**Passage provided:**

Medicine shortages continue to dominate pharmacists’ working lives, with the first serious shortage protocols (SSPs) issued to mitigate antidepressant shortages last month.

Last week (30 October), it was announced that two of the SSPs were being extended into November due to ongoing supply issues.

Meanwhile, one in four pharmacists have seen medicines shortages lead to patient harm in the past year, according to a recent survey by the Pharmacists’ Defence Association (PDA).

But what is NHS England’s latest advice for contractors on managing medicines supply and shortages?

We’ve broken it down into the five steps you should take when you suspect a drug might be short, according to a new guide published by NHS England on Saturday (1 November).

 

1. Check if the issue has already been reported

First, contractors should check their nhs.net email or the NHS specialist pharmacy service website to see whether the shortage has already been reported to the Department of Health and Social Care (DHSC) medicines supply team.

If the shortage isn’t listed on the specialist pharmacy service website, contractors should report it to the Pharmaceutical Services Negotiating Committee (PSNC) via its website.

The PSNC will then let the DHSC medicines supply team know about the issue.

 

2. Check the management plan

For shortages that are already listed by the specialist pharmacy service, contractors should check the proposed management plan on the website. The information should be shared with local prescribers and patients ‘as appropriate’, the guidance adds.

Contractors should also check the NHS Business Services Authority (NHSBSA) website to see whether an SSP is in place. Community pharmacies must dispense in line with the strict boundaries of each protocol – read our frequently asked questions on the SSPs here.

**Supplied records:**
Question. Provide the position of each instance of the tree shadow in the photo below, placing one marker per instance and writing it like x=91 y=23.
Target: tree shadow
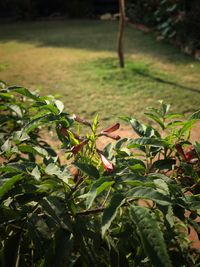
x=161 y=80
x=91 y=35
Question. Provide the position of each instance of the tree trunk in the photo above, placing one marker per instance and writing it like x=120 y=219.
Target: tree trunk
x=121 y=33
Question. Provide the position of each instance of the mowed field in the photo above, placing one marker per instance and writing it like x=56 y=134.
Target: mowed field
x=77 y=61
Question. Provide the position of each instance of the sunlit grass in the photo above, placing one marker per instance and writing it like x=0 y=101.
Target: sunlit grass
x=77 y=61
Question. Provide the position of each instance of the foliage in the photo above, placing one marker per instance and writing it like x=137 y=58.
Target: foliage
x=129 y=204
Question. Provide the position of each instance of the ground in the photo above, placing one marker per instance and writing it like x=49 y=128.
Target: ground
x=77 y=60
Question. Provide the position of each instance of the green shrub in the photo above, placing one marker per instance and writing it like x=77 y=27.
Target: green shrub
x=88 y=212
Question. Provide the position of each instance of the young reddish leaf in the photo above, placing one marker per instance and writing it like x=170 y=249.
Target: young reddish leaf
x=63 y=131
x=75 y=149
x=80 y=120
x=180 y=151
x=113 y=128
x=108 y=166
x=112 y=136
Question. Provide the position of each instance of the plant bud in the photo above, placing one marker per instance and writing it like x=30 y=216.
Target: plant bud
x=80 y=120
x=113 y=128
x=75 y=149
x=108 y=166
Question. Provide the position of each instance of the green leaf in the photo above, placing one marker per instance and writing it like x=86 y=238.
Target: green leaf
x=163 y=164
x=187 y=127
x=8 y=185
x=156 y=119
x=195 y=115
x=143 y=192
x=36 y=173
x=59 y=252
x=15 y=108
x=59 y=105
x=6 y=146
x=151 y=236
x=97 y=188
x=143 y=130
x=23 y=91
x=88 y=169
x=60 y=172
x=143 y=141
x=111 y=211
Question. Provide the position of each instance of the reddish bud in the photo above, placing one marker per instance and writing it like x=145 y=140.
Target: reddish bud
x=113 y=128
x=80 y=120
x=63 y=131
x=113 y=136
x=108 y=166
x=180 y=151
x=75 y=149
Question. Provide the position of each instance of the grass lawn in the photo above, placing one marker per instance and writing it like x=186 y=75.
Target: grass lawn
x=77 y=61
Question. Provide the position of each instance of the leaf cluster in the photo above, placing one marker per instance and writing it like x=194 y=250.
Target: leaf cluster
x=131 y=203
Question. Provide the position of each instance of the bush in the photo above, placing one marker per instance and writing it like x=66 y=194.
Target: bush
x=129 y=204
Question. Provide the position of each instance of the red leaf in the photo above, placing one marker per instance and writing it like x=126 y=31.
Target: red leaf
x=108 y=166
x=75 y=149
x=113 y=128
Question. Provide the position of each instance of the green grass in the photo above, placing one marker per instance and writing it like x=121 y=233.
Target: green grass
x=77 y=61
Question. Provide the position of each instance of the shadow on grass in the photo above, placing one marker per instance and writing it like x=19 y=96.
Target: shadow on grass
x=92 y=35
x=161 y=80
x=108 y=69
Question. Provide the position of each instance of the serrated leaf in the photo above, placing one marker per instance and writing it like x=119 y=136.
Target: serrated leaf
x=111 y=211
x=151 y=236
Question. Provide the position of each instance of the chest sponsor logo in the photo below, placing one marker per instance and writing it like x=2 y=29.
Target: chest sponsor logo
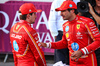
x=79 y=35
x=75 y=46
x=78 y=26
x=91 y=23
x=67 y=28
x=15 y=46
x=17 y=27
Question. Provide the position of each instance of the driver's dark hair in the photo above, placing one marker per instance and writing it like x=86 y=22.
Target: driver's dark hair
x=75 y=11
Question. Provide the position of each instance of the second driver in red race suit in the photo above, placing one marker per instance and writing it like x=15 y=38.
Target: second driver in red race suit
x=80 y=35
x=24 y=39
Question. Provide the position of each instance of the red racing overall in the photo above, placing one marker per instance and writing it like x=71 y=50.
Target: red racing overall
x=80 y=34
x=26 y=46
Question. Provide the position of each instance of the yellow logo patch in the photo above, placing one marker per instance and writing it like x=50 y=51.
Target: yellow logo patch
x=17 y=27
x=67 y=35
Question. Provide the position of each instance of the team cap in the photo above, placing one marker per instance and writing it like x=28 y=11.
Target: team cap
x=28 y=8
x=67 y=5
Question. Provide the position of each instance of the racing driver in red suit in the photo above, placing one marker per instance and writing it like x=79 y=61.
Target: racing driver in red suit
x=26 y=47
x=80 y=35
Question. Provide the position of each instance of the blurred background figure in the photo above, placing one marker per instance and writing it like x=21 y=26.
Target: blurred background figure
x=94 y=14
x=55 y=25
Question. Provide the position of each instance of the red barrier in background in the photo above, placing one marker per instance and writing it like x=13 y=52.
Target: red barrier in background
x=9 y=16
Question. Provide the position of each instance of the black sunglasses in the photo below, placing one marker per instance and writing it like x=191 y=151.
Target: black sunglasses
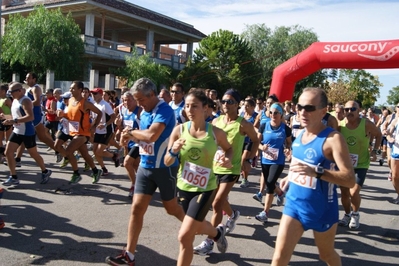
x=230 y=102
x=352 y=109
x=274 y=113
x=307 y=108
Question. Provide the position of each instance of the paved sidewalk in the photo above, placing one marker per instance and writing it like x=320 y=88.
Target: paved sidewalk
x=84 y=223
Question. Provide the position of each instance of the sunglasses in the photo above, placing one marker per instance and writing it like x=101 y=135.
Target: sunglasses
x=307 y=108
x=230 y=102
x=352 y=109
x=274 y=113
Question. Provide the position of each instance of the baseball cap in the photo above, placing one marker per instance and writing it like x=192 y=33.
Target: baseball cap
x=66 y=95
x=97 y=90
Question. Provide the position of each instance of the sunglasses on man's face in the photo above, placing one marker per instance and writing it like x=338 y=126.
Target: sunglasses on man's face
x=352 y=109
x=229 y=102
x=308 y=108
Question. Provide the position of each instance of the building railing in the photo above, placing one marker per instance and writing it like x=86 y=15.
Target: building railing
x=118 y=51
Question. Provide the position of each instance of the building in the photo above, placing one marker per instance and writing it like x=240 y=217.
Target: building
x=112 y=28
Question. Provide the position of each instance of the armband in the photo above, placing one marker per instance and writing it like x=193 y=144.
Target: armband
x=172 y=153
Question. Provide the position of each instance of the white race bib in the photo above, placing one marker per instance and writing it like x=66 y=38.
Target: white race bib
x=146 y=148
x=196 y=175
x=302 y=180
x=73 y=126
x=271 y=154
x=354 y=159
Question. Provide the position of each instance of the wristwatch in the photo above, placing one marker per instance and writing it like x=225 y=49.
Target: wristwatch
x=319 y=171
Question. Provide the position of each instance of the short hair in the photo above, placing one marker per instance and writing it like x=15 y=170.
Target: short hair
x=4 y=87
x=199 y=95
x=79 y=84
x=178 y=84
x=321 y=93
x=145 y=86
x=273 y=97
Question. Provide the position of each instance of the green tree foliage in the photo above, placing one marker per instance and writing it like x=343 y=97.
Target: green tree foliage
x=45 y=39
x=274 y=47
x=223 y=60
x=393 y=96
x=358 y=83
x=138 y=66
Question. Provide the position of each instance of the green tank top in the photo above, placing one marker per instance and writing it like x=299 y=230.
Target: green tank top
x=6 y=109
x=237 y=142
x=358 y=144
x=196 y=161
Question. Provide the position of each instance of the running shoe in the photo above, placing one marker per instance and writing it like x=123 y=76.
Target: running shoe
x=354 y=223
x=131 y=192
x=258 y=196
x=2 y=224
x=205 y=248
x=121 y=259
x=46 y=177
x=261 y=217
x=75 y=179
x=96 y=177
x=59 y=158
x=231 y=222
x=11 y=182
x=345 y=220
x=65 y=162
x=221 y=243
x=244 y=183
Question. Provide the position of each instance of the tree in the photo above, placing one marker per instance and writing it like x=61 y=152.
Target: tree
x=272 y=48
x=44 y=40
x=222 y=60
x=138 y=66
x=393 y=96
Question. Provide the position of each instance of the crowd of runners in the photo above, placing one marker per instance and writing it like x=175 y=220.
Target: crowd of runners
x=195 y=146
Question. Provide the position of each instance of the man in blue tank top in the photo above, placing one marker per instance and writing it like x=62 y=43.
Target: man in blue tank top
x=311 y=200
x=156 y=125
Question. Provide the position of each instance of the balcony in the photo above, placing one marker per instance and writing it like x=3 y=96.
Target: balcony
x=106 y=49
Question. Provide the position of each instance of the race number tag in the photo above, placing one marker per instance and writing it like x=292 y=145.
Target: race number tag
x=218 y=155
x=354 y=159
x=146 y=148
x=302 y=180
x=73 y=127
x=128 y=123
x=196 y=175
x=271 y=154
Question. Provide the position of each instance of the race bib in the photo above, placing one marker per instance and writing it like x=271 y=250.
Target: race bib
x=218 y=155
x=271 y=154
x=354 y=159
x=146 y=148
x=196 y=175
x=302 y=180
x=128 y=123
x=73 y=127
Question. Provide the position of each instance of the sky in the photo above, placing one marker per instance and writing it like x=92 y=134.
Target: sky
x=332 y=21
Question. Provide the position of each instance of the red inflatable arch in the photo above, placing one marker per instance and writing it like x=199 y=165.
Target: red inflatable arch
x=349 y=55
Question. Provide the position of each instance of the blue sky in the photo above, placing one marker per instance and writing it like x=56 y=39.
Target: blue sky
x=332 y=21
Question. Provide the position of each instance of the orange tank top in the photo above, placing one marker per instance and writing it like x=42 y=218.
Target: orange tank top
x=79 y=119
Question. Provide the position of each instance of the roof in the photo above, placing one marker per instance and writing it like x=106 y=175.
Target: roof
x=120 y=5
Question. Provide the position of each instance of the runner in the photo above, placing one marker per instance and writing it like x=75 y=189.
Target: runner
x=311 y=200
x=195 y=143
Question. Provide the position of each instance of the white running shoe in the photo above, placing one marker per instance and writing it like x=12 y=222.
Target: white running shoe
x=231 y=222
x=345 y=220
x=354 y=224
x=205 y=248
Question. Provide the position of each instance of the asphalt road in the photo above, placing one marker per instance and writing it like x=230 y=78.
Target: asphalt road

**What to produce:**
Carry on the NHS England medicine-shortage guidance from where it stops, beginning with step 3.

**Expected answer:**
 

3. Liaise with wholesalers

Next, contractors should check with wholesalers when the medicine is expected to become available and whether any measures have been put in place to manage demand. For example, wholesalers or suppliers may require contractors to send an anonymised copy of the prescription – ie with patient data obscured – to check that it is valid before restricted stock is released to the pharmacy.

Contractors could also contact medicines suppliers for updates on availability and to check whether they could obtain the medicines directly from the supplier.

 

4. Check with colleagues

If a patient has a prescription for an unavailable medicine, contractors should check whether other local pharmacies have stock of the product. If so, the stock can be transferred or the patient can collect their medicines from the other pharmacy.

Contractors can also liaise with the prescriber to arrange for a new script that is clinically appropriate for the patient to be sent to the pharmacy. Appropriate alternative medicines or brands, strength and formulations of the medicine may be available.

 

5. Communicate with patients

The guidance is clear that community pharmacies need to keep patients in the loop about any shortage of their medicines.

It says: ‘In all cases of medicines supply issues, community pharmacies should endeavour to communicate any supply issues, relevant information about resupply dates and the proposed management plan clearly with patients.’

Pharmacists should make sure they support patients to take any new medicines correctly ‘where possible’ and explain anything they might need to know, the guidance adds.